> [DIRECTIONS] Retype exactly, and only, the lines from the one that contains "Annotate the wooden chair" through the final line of the entries.

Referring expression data
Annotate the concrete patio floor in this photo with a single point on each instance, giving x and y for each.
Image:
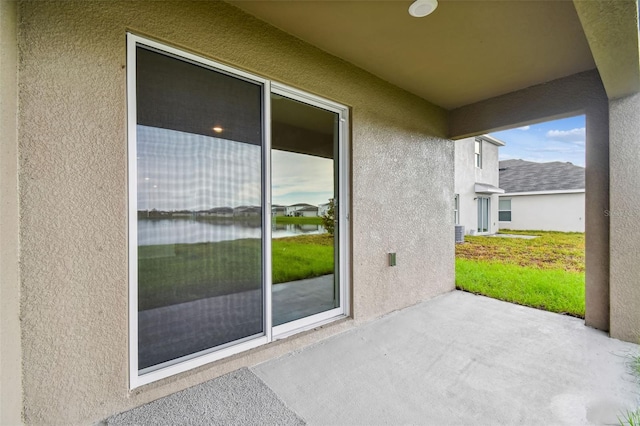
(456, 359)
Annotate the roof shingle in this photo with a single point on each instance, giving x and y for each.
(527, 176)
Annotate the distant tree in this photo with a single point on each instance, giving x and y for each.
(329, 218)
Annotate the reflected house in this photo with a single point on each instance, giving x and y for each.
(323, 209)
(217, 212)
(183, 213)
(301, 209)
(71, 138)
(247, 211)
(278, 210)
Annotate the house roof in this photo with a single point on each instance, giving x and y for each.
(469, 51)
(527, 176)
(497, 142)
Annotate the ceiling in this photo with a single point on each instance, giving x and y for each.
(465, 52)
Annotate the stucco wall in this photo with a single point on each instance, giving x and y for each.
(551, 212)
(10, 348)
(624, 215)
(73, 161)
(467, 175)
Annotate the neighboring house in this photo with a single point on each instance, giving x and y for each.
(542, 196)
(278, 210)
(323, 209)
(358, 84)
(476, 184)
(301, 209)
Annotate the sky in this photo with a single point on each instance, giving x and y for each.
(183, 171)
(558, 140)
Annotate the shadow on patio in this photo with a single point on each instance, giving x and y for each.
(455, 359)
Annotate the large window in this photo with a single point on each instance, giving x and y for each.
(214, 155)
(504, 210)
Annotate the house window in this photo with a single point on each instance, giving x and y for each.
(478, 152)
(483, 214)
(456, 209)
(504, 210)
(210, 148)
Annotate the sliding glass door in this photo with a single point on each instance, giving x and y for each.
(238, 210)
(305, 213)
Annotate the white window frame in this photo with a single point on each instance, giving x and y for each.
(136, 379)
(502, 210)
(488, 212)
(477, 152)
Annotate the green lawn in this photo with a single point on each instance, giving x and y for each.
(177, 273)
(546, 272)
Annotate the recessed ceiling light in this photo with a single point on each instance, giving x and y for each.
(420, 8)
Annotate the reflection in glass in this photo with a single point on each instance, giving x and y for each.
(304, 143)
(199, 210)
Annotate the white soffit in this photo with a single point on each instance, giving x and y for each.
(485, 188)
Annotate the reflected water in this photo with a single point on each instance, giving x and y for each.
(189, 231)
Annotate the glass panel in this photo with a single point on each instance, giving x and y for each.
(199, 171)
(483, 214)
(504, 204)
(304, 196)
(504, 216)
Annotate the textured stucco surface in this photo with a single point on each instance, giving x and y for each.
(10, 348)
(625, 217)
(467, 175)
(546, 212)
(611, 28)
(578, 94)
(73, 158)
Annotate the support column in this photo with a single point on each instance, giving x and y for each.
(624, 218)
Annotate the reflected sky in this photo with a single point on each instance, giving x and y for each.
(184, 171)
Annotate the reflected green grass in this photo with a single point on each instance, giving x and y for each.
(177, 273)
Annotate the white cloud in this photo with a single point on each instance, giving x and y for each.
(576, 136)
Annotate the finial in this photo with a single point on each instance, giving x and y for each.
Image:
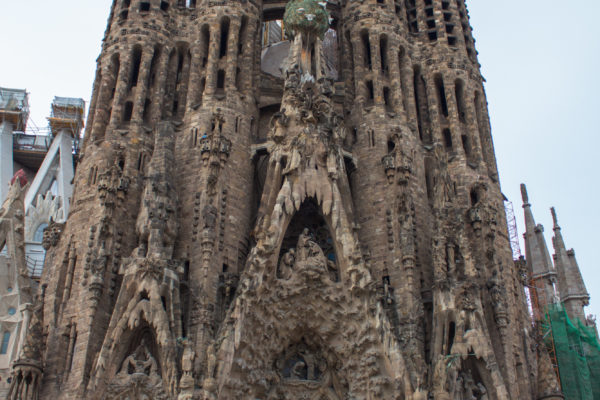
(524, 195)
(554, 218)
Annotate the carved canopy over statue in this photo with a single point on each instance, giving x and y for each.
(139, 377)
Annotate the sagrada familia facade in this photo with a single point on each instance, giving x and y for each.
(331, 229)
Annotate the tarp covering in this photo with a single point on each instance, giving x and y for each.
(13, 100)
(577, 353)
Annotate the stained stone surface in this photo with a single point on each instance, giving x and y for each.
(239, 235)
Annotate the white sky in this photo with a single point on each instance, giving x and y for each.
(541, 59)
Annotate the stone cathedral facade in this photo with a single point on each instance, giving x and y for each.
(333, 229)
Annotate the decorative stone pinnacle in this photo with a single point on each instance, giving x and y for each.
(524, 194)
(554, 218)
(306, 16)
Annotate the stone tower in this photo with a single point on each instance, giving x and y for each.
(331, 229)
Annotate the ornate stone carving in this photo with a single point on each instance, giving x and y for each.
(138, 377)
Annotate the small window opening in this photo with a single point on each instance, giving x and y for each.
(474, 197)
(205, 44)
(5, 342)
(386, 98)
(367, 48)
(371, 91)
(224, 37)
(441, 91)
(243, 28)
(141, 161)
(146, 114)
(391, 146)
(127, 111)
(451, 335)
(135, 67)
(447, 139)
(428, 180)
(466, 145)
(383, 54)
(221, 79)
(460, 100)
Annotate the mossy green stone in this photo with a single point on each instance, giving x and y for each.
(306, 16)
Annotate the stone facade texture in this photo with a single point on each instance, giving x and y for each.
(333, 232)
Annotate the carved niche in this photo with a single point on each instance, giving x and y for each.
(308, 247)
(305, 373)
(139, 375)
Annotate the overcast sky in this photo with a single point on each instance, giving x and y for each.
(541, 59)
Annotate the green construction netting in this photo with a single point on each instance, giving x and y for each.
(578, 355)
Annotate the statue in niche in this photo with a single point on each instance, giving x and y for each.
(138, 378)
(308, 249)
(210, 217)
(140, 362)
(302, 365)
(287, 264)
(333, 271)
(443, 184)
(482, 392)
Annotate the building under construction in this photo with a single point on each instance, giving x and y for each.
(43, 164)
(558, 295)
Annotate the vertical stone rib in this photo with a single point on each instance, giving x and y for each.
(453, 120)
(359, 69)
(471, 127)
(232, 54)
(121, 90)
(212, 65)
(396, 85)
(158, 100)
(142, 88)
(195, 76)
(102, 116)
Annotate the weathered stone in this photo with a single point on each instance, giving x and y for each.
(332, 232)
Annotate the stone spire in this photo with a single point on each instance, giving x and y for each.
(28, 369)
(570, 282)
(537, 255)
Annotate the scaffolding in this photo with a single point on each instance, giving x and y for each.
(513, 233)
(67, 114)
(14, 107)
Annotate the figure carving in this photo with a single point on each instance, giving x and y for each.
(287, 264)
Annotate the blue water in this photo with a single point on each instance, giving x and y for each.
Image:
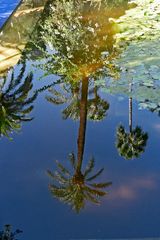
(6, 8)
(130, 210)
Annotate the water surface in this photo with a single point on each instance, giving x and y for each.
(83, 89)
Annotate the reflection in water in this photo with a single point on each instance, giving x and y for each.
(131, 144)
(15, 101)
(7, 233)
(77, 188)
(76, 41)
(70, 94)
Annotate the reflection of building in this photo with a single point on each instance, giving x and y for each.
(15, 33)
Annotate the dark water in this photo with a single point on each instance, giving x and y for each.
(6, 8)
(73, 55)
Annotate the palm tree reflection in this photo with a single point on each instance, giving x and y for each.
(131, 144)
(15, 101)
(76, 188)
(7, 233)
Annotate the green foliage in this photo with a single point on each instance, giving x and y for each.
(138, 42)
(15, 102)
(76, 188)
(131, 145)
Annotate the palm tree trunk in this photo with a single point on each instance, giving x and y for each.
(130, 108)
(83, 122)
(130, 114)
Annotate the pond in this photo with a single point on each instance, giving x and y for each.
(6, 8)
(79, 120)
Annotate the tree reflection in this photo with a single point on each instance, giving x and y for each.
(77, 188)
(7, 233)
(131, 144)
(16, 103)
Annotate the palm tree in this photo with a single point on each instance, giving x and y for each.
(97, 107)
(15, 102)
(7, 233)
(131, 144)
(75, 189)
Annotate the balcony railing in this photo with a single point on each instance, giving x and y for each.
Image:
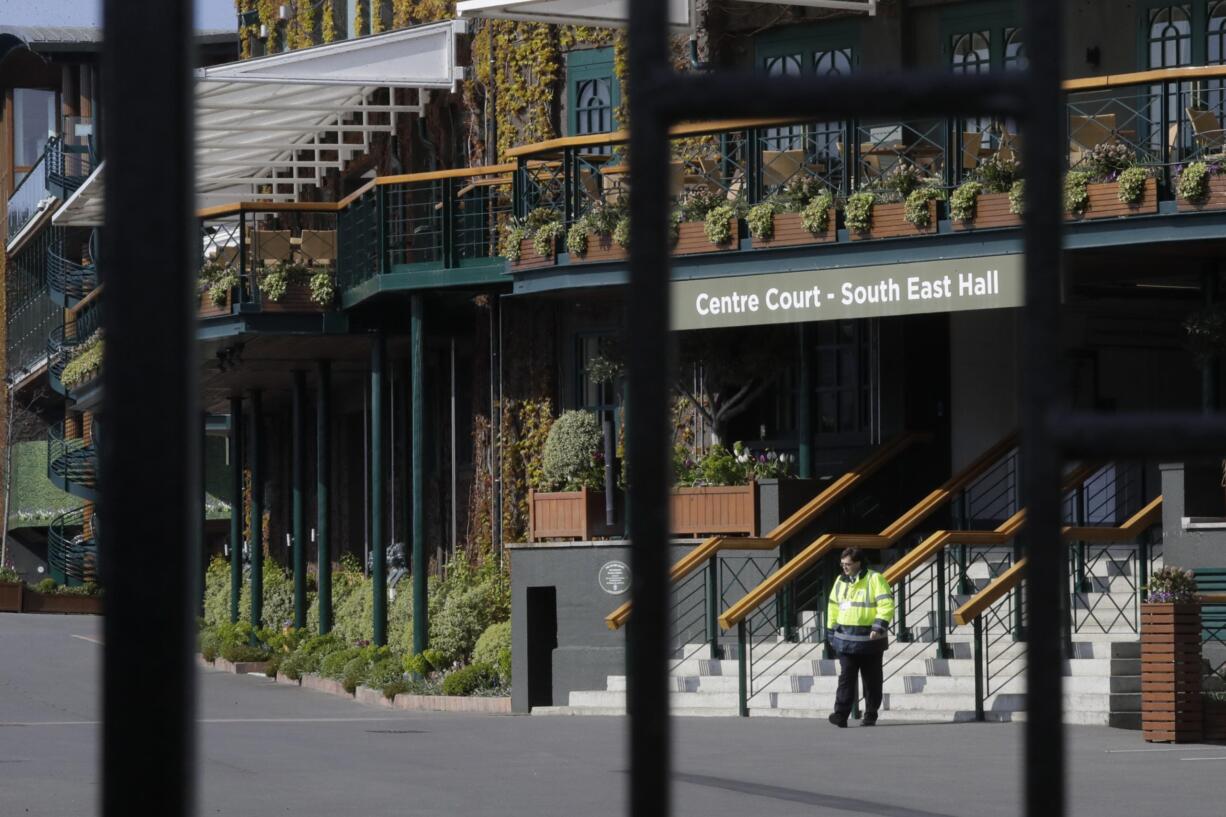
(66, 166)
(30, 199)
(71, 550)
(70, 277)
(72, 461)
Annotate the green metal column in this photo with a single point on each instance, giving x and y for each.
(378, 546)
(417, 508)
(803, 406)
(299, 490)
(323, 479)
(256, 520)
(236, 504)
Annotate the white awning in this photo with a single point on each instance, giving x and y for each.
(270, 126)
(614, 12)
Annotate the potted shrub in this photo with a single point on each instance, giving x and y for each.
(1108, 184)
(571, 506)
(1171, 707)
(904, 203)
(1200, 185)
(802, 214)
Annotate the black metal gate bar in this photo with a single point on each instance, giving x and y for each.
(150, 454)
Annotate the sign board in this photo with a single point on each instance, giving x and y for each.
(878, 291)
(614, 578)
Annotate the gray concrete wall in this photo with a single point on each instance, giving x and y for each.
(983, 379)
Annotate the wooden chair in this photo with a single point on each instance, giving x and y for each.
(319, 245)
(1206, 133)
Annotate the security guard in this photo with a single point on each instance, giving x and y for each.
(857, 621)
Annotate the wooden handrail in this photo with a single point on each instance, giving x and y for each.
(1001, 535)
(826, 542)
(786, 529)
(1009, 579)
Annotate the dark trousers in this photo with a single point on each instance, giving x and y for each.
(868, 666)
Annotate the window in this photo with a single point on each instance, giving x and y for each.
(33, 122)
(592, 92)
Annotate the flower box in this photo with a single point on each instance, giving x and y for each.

> [RESPONSE AREA]
Annotate the wooden chair in this photo with a single point on each instance, giving x and y for each.
(319, 245)
(1206, 133)
Annotate the security guard in this photo with a single point on each instance, giving x and y for each.
(857, 621)
Annotate the wooden handrail in this photo with a single point on each instance, giving x and y for each.
(1001, 535)
(826, 542)
(786, 529)
(1009, 579)
Annotate the dark trousers in this photo with a single point on each instance, giving x and y for each.
(868, 666)
Annotate the window in this photo with a single point on each instance, giving x and y for each.
(33, 122)
(592, 92)
Annotate the flower box in this photo with a single point on each instance, giving x and y for each.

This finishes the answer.